→ **PAGE EXTRACT**:
Am I being brain dead, or would the presence of an almost automatic out in NL lineups systematically reduce their ability to turn batting and pitching events into runs? 1st and 2nd, one out with the pitcher up is a very different potential run situation than 1st and 2nd one out and an AL #9 hitter up, isn't it (well, unless it's Kevin Cash or Alex Cora :lol: )...wouldn't that also explain why the difference doesn't then translate into wins for the AL teams (since both teams playing have that advantage)?

The formulas we use (BP's EqA, my own "Contextual Runs" variant on Dave Smyth's BaseRuns, Bill James' original Runs Created, etc.) to figure out how batting and pitching lines translate into runs take all that into consideration to the best of our abilities. It is possible that certain types of lineups translate differently, but by far the biggest variation is situational hitting which is largely random and swamps the smaller effects even if they're real.

Summing up the picture for offense (defense is simpler for obvious reasons):

1. Start with a complete team batting or pitching line
2. Mix in how well the batting order is constructed* (managerial skill; and, as you suggest, maybe easier in the AL)
3. Add baserunning (team skill)
4. Add situational hitting (probably 5-10% skill, 10% team psychology [probably more at any given point in time, but it swings up and down from week to week or month to month and tends to even out in the long run], and 80-85% luck)

→ **LISTING**:

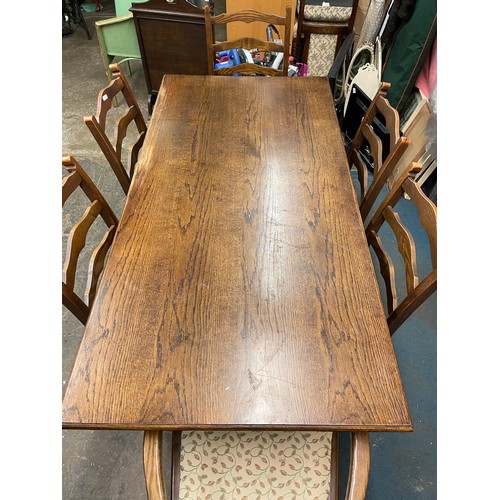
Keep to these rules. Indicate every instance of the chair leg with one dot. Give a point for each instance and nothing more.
(175, 464)
(360, 466)
(334, 468)
(153, 470)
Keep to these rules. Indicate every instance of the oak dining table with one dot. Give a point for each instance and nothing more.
(239, 292)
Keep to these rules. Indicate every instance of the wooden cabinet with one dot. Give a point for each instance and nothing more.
(256, 30)
(172, 39)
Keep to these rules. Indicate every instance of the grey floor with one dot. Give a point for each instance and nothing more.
(108, 464)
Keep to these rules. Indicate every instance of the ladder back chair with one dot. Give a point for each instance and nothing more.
(418, 287)
(379, 116)
(249, 43)
(80, 304)
(317, 24)
(112, 146)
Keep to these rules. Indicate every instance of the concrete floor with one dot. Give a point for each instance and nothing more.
(108, 464)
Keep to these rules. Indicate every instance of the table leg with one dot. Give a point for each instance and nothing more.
(153, 470)
(360, 466)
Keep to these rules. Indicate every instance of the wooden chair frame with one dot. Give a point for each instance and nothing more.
(306, 28)
(382, 169)
(418, 289)
(249, 43)
(112, 149)
(77, 177)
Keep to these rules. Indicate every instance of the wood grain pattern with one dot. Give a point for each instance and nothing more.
(256, 29)
(382, 170)
(111, 145)
(78, 178)
(239, 291)
(359, 470)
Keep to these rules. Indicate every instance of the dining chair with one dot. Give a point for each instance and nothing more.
(112, 146)
(378, 144)
(388, 225)
(281, 464)
(117, 38)
(261, 47)
(321, 30)
(80, 303)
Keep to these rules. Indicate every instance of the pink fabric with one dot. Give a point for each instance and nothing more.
(427, 77)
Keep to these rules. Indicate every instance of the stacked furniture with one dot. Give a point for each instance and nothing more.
(321, 31)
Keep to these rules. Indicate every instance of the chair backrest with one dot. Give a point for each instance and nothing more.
(248, 43)
(80, 304)
(324, 20)
(419, 287)
(379, 116)
(112, 146)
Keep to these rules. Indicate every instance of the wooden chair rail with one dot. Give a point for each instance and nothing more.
(77, 177)
(112, 147)
(417, 290)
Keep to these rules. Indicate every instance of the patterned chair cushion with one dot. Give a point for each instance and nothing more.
(327, 14)
(251, 464)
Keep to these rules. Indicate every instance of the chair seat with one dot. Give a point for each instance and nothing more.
(241, 464)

→ **WRITTEN EXERCISE**: In the text above on converting batting and pitching lines into runs, what share of situational hitting is attributed to luck?

→ **ANSWER TO THIS EXERCISE**: 80-85%